Start of RECORDS SUPPLIED
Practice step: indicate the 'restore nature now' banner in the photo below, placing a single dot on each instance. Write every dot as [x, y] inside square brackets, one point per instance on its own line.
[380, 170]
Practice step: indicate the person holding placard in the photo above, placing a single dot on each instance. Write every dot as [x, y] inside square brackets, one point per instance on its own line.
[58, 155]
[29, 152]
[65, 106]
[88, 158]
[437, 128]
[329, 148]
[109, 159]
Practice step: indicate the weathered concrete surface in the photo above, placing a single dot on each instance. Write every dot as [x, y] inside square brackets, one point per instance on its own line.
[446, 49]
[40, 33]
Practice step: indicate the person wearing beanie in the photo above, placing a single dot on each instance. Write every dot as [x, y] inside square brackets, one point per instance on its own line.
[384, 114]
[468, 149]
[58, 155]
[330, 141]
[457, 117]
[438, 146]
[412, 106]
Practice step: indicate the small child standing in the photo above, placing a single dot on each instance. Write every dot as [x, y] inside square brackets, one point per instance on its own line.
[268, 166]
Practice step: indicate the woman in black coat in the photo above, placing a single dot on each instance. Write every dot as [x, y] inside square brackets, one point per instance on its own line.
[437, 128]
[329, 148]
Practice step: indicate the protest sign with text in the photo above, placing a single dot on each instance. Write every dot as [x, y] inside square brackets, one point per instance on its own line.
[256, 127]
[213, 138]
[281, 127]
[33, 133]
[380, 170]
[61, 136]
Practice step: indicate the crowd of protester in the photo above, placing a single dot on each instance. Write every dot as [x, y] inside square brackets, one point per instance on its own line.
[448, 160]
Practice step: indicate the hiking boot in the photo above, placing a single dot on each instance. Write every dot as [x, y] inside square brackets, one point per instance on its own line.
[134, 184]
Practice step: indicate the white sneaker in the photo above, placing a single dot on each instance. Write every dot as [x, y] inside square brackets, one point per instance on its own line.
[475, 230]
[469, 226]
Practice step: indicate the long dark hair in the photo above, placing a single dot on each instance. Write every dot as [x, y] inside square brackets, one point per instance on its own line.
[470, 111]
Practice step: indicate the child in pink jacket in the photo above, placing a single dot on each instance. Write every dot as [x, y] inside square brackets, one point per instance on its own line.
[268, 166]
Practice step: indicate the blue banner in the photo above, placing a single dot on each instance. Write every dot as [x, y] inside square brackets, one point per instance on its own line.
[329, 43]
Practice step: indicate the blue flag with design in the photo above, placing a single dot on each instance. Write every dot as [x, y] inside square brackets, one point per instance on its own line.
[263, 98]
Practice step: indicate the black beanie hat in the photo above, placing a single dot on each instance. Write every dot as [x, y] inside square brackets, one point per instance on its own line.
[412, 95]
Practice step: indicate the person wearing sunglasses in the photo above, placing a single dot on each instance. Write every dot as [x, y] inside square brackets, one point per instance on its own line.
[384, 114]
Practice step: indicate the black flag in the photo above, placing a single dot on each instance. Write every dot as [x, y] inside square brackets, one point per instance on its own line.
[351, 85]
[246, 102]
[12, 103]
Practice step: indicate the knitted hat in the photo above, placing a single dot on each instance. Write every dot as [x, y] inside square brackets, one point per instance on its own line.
End of RECORDS SUPPLIED
* REQUIRED ACTION:
Line by line, repeat the data exactly.

* SOLUTION BELOW:
Practice step: indicate the 'restore nature now' banner in the photo below, placing a single dot on each instance. Write every dot as [x, y] inside square brackets, one point per instance on its own line.
[380, 170]
Practice step: indicate the person holding placard in the photo above, placing a single dot on each instance. Write every dot as [x, y] inside square brackets, one point per instance on its own line.
[58, 155]
[29, 152]
[65, 106]
[88, 158]
[437, 128]
[329, 148]
[109, 159]
Practice step: indicate the weathered concrete surface in the photo above, placing a single dot on each instance. Write every dot as [x, y] inside square brackets, one point per instance on its own line.
[446, 49]
[40, 33]
Practice step: indicate the person wearing beanie in the photo above, placing a single dot on each instance. Write every dot as [x, y] inside square brackets, one point per instance on its own line.
[384, 114]
[468, 149]
[58, 155]
[330, 141]
[457, 117]
[438, 146]
[412, 106]
Practice step: indicate the small child standing in the photo above, placing a single dot on each instance. Write every dot as [x, y] inside square brackets, one point per instance on its own line.
[268, 166]
Practice step: indicate the woman in black coat in the photo above, placing a single dot on each instance. Write every dot as [x, y] inside square brackets, one point per instance on its own line.
[437, 128]
[329, 148]
Practice step: indicate the protest sign with text in the photo above, placing a single dot on each instance. Write every dot as [x, y] inside square brackets, one point per instance on its own line.
[256, 127]
[213, 138]
[281, 127]
[33, 133]
[380, 170]
[61, 136]
Practice step: indicate the crowd of protester in the photo above, placing a single dot on each instance. Write every dot as [x, y] inside square brackets, one point per instance on its own line.
[448, 160]
Practice step: indicate the hiking boot in the photo above, placing a single dot on each instance. Write every dot as [x, y] inside square brackets, one point per instance on its own line.
[134, 184]
Practice step: indicate the white sneaker in the photo above, placing a single dot on each instance. Write every dot as [x, y] inside square brackets, one point per instance on its own line.
[475, 230]
[469, 226]
Practice step: indicate the long dark hair in the photo above, placing a single dot on each instance. Write every dot as [x, y] inside square brackets, one point per instance on its own line.
[470, 111]
Practice step: indicate the child in pink jacket in the photo above, placing a single dot on each instance. Write every dot as [x, y] inside square brackets, one point per instance on its own line.
[268, 166]
Practice step: indicate the blue banner in the photo above, placing a single dot on each instance. Write every dot as [x, y] inside square brackets, one point per instance on its own line.
[329, 43]
Practice step: indicate the blue flag with design in the photo above, placing a single dot on each instance. Write every dot as [x, y] inside square brackets, one point per instance on its own line.
[263, 98]
Practice step: indicate the black beanie hat in the photo above, placing a single dot on each instance. Write every dot as [x, y] inside square brackets, one point per instance on its own line.
[412, 95]
Practice step: indicate the person wearing sunglasses in the photo above, placing a single dot on each instance. Write every dot as [x, y] inside square brackets, one point per instance on its own line.
[384, 114]
Practice step: indicate the black flag in the photo above, placing a single dot on each instance. Write every dot as [x, y] inside square brackets, one point per instance on its own line.
[351, 85]
[246, 102]
[12, 103]
Practice step: indicate the knitted hat in the photo above, placing a single dot on each instance. Write every dot as [x, y] inside square brackets, one point per instance on its own line.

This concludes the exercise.